---------- DATA RECORDS ----------

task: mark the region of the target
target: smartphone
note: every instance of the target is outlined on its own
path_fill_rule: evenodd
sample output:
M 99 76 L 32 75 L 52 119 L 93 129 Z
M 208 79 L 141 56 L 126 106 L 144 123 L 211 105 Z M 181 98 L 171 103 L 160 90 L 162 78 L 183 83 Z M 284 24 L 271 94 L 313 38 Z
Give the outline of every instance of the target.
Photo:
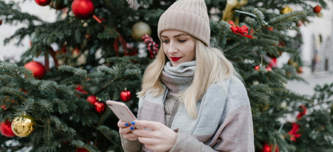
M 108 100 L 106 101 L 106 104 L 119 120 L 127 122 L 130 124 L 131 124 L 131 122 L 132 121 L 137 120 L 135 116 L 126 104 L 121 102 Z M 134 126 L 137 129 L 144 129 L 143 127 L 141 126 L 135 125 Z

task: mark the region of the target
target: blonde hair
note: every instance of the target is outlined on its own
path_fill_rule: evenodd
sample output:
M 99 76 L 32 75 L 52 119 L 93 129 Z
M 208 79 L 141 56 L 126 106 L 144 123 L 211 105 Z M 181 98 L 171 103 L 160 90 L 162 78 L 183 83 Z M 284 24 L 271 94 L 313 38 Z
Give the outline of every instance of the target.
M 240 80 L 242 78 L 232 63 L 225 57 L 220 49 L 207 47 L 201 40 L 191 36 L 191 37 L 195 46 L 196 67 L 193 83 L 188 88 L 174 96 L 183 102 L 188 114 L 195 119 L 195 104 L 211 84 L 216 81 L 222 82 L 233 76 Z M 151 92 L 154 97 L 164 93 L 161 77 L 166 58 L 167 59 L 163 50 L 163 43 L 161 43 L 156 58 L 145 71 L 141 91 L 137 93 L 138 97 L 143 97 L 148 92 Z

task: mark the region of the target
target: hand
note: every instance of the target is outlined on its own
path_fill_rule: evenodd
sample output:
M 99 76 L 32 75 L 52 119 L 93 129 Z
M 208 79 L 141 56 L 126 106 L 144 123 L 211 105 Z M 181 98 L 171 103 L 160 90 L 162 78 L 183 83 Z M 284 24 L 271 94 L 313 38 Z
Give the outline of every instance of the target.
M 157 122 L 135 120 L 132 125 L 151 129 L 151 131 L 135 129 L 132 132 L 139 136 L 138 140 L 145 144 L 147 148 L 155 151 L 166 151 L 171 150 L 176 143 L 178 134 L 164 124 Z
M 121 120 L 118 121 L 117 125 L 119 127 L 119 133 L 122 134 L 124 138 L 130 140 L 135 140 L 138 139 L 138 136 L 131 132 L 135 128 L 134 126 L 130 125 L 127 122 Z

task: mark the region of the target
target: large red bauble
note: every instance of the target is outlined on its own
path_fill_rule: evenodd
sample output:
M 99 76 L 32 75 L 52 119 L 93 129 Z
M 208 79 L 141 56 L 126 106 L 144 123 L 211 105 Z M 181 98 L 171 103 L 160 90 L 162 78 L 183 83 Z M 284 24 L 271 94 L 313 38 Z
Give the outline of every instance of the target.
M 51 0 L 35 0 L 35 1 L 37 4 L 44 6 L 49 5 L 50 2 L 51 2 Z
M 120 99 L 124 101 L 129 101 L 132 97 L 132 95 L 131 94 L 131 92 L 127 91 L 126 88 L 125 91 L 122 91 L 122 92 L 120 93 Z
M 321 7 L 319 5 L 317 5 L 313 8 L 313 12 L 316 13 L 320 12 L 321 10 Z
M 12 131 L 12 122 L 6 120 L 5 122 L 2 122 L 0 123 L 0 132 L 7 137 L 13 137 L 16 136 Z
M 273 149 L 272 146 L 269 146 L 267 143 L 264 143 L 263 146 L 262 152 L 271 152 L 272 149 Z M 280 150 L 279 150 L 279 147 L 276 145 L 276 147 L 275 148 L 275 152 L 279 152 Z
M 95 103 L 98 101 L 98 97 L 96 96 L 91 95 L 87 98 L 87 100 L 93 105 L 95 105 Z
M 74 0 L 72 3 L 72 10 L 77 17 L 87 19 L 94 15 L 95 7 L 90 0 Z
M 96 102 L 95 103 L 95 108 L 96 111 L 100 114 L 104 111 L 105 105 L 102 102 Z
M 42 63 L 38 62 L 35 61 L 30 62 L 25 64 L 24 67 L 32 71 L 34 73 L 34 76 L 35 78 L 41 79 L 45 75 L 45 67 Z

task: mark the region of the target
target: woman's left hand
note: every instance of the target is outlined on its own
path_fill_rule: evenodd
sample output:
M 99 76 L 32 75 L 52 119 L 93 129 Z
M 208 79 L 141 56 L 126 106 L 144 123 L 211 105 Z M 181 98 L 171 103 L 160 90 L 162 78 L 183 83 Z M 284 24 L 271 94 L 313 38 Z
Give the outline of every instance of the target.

----------

-- AIM --
Rewrite the whole listing above, replacing every "target" with "object" and changing nothing else. Leave the pictures out of your answer.

-- TASK RESPONSE --
task: mark the region of the object
object: smartphone
note: every instance of the object is outlined on its own
path_fill_rule: evenodd
sample output:
M 99 76 L 32 75 L 52 119 L 93 129 Z
M 208 79 L 141 56 L 126 106 L 144 123 L 211 105 Z M 181 98 L 171 103 L 160 90 L 162 78 L 183 83 Z M 284 24 L 271 94 L 313 38 Z
Give the outline of every instance of the object.
Photo:
M 108 100 L 106 101 L 106 104 L 119 120 L 127 122 L 130 124 L 131 124 L 131 122 L 132 121 L 137 120 L 135 116 L 126 104 L 121 102 Z M 134 126 L 137 129 L 144 129 L 143 127 L 141 126 L 135 125 Z

task: mark the region of the object
object: blonde hair
note: every instance of the object is outlined on its own
path_fill_rule: evenodd
sample output:
M 99 76 L 32 75 L 52 119 L 93 129 Z
M 208 79 L 141 56 L 126 106 L 144 123 L 211 105 Z M 181 98 L 171 103 L 160 90 L 162 78 L 183 83 Z M 284 24 L 271 94 L 313 38 Z
Give the outline of every instance of the object.
M 240 80 L 242 78 L 232 63 L 225 57 L 220 49 L 207 47 L 201 40 L 191 36 L 191 37 L 195 46 L 196 67 L 193 83 L 188 88 L 174 96 L 183 102 L 188 114 L 195 119 L 195 104 L 211 84 L 216 81 L 222 82 L 233 76 Z M 151 92 L 154 97 L 164 93 L 161 77 L 166 58 L 167 59 L 163 50 L 163 43 L 161 43 L 156 58 L 145 71 L 141 91 L 137 93 L 138 97 L 143 97 L 148 92 Z

task: mark the region of the object
object: hand
note: every instance of the object is outlined on its own
path_fill_rule: evenodd
sample output:
M 99 76 L 32 75 L 52 119 L 93 129 Z
M 208 79 L 141 56 L 126 106 L 144 123 L 211 105 Z M 181 98 L 171 103 L 160 90 L 162 78 L 183 83 Z M 284 24 L 271 94 L 313 38 Z
Give the outline of every instance of the object.
M 157 122 L 135 120 L 132 125 L 151 129 L 151 131 L 135 129 L 132 132 L 139 136 L 138 140 L 145 144 L 147 148 L 155 151 L 166 151 L 171 150 L 176 143 L 178 134 L 164 124 Z
M 121 120 L 118 121 L 117 125 L 119 127 L 119 133 L 122 134 L 124 138 L 130 140 L 135 140 L 138 139 L 138 136 L 131 132 L 135 128 L 134 126 L 130 125 L 127 122 Z

task: mark the region of the object
object: large red bauble
note: every instance of the object is outlined on its own
path_fill_rule: evenodd
sample output:
M 99 76 L 32 75 L 52 119 L 93 129 Z
M 208 79 L 141 56 L 126 106 L 144 123 L 211 105 Z M 181 98 L 171 103 L 160 90 L 162 78 L 183 83 Z M 284 24 L 271 94 L 313 38 Z
Give the outline of every instance of the object.
M 51 0 L 35 0 L 35 1 L 37 4 L 44 6 L 49 5 L 50 2 L 51 2 Z
M 120 99 L 124 101 L 129 101 L 132 97 L 132 95 L 131 94 L 131 92 L 127 91 L 126 88 L 125 91 L 122 91 L 122 92 L 120 93 Z
M 321 7 L 319 5 L 317 5 L 313 8 L 313 12 L 316 13 L 320 12 L 321 10 Z
M 12 131 L 12 122 L 6 120 L 5 122 L 2 122 L 0 123 L 0 132 L 7 137 L 13 137 L 16 136 Z
M 273 149 L 272 146 L 269 146 L 267 143 L 264 143 L 263 146 L 262 152 L 271 152 L 272 149 Z M 280 150 L 279 150 L 279 147 L 276 145 L 276 147 L 275 148 L 275 152 L 279 152 Z
M 95 103 L 98 101 L 98 97 L 96 96 L 91 95 L 87 98 L 87 100 L 93 105 L 95 105 Z
M 74 0 L 72 3 L 72 10 L 77 17 L 87 19 L 94 15 L 95 7 L 90 0 Z
M 96 102 L 95 103 L 95 108 L 96 111 L 100 114 L 104 111 L 105 105 L 102 102 Z
M 42 63 L 38 62 L 35 61 L 30 62 L 25 64 L 24 67 L 32 71 L 34 73 L 34 76 L 35 78 L 41 79 L 45 75 L 45 67 Z

task: mark the region of the object
object: woman's left hand
note: every instance of the object is outlined on its own
path_fill_rule: evenodd
sample output:
M 99 76 L 32 75 L 52 119 L 93 129 Z
M 208 79 L 141 56 L 126 106 L 144 123 L 211 105 Z M 181 98 L 171 103 L 160 90 L 162 78 L 183 83 Z M 284 24 L 271 94 L 313 38 Z
Give the outline of every instance of the object.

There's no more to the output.